-------- Task inputs
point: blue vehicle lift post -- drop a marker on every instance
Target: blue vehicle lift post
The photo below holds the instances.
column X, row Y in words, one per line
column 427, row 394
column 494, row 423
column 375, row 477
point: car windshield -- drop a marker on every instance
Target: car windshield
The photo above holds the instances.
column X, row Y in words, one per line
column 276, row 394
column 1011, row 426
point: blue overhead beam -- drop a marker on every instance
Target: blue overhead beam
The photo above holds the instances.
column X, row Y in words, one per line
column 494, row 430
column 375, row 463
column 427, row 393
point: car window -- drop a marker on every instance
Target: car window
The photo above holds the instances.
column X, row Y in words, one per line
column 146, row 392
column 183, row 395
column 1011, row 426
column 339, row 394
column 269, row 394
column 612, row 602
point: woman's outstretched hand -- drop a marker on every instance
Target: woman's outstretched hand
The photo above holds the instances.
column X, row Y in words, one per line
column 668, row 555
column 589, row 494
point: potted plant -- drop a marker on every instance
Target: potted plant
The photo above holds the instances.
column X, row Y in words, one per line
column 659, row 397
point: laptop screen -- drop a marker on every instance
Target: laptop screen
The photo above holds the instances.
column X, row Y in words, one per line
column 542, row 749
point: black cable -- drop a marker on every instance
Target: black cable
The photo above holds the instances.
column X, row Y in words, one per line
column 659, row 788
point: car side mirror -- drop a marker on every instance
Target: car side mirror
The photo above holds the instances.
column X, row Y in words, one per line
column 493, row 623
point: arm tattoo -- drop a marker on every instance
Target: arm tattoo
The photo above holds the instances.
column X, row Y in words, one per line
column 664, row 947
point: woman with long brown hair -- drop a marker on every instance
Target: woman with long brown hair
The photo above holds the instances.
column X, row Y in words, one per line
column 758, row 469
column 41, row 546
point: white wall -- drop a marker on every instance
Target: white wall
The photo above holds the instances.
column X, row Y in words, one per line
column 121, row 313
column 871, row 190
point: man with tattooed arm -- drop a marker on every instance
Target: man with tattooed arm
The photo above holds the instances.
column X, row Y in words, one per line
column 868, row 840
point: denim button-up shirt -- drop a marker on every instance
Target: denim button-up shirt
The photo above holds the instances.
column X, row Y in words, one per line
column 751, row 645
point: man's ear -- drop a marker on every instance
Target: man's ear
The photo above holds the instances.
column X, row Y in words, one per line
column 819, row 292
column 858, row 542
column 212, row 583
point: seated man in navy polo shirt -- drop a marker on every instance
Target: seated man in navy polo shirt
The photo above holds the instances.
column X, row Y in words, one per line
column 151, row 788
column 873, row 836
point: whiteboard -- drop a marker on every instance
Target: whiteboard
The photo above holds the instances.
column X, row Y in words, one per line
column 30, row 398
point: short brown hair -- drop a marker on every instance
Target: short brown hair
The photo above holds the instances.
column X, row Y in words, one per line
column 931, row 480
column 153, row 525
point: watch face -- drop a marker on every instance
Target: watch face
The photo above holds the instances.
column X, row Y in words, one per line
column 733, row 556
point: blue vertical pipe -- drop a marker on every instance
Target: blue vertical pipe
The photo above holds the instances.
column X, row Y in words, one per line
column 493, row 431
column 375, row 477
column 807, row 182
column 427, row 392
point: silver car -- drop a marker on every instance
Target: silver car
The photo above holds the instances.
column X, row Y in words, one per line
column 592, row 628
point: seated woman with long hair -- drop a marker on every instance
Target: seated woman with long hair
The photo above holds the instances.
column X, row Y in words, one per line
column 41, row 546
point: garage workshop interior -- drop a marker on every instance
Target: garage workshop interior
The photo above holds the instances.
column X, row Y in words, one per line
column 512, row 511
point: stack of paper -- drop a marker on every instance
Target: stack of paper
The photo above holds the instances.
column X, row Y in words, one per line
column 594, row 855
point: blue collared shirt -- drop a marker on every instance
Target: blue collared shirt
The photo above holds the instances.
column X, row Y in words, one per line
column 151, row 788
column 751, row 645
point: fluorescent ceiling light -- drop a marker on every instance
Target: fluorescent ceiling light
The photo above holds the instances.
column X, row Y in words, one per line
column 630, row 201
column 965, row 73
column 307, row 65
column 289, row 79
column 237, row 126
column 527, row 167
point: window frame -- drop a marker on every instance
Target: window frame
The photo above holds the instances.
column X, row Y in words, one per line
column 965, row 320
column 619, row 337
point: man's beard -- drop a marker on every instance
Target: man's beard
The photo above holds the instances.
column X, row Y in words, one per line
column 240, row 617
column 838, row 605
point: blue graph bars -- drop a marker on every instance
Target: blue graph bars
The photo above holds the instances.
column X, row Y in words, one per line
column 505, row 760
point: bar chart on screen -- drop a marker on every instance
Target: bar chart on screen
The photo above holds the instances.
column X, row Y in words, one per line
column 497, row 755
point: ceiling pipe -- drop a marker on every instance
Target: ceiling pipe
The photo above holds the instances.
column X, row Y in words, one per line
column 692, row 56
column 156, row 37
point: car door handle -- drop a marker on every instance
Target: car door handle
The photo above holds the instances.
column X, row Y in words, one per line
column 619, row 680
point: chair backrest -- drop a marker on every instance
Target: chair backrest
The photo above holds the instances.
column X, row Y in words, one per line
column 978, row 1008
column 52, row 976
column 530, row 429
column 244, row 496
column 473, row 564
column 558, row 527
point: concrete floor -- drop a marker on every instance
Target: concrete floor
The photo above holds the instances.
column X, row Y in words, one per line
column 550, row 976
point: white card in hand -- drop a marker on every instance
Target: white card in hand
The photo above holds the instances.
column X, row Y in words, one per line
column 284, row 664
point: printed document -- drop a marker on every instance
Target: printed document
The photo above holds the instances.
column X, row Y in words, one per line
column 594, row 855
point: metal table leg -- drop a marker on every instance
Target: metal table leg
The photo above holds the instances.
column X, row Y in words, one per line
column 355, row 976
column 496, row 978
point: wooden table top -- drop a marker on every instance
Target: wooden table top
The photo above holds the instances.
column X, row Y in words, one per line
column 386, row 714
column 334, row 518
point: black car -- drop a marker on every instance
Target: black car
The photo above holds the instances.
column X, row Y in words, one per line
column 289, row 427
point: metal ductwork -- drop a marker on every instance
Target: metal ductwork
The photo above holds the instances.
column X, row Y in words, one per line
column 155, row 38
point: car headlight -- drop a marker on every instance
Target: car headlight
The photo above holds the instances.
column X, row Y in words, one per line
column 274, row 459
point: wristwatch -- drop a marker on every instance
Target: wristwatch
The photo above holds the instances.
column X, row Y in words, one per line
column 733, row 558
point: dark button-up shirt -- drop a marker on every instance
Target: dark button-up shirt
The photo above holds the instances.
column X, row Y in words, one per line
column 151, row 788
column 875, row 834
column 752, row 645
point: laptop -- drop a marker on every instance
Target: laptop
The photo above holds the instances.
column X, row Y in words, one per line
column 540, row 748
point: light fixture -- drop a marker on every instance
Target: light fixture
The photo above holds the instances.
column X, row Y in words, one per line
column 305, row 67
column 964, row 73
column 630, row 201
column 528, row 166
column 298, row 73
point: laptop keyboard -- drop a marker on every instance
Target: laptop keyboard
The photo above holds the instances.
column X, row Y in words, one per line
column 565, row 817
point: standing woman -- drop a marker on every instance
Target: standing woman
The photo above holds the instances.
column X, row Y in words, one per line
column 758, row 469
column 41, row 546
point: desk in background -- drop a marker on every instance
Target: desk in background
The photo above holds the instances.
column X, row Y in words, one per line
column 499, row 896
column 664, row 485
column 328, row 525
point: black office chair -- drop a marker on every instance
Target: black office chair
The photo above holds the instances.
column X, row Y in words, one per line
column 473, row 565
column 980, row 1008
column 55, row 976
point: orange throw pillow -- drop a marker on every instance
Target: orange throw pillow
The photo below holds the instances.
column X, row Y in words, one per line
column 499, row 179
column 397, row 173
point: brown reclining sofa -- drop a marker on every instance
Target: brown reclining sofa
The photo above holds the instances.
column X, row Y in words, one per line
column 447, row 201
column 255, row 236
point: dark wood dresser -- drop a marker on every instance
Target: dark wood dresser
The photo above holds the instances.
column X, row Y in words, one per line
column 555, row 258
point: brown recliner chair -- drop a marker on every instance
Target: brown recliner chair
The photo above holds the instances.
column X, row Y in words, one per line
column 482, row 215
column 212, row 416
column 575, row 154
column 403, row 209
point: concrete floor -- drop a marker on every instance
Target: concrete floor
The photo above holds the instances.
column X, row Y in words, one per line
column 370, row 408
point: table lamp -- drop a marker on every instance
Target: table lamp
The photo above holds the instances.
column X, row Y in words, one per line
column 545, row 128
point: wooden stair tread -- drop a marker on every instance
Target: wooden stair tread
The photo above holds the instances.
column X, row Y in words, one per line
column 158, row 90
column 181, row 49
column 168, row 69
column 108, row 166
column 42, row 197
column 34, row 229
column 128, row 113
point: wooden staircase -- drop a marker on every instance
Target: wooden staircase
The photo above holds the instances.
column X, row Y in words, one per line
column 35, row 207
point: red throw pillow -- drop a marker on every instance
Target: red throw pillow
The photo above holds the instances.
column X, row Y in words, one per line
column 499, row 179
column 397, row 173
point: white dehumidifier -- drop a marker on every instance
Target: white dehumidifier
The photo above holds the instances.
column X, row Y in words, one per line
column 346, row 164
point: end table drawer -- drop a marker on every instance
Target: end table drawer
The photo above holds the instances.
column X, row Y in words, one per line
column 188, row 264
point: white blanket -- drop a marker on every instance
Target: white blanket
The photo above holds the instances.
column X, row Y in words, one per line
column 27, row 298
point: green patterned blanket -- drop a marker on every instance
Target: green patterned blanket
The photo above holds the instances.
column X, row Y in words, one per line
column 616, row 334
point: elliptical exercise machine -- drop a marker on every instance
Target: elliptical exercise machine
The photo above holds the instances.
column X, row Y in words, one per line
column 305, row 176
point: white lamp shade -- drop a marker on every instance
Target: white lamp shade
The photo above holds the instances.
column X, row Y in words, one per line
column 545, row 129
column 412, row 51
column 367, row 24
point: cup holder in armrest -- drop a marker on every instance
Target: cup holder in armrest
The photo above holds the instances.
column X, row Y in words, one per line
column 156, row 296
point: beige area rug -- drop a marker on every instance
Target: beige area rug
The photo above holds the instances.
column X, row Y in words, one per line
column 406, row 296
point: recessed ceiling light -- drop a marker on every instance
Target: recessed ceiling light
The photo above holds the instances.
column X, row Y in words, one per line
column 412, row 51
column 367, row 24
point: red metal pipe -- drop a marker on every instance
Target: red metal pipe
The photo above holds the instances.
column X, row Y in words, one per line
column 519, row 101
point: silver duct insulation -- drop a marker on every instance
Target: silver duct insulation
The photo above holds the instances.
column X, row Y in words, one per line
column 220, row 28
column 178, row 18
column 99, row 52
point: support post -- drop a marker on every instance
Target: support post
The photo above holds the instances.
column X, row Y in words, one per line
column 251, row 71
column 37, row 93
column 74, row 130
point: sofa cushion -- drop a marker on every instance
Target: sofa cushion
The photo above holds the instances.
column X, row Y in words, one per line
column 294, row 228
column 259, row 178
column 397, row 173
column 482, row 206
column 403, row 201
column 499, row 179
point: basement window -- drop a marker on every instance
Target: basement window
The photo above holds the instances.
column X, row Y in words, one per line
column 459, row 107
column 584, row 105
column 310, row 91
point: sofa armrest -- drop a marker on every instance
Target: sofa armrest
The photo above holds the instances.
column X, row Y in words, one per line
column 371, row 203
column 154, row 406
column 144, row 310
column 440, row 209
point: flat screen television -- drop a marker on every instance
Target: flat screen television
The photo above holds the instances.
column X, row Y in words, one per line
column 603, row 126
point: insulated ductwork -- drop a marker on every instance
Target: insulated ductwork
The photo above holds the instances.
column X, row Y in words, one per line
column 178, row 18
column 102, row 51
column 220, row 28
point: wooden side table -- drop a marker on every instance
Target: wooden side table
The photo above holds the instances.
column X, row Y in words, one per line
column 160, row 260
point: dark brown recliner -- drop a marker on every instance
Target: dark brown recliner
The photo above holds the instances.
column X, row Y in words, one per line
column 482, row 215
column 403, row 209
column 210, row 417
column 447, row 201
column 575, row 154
----------------
_Do this_: Copy word for word the rows above, from the first line through the line containing "column 427, row 393", with that line included.

_Output_:
point: blue vehicle lift post -- drop a marker on every instance
Target: blue vehicle lift post
The photo below holds the instances.
column X, row Y in words, one per line
column 427, row 394
column 494, row 423
column 375, row 477
point: car windshield -- drop a marker on every instance
Target: car windshield
The photo above holds the instances.
column X, row Y in words, one per line
column 276, row 394
column 1011, row 426
point: blue overhead beam -- drop a marker on every instance
Target: blue overhead beam
The photo above holds the instances.
column X, row Y in words, one per line
column 494, row 430
column 375, row 463
column 427, row 393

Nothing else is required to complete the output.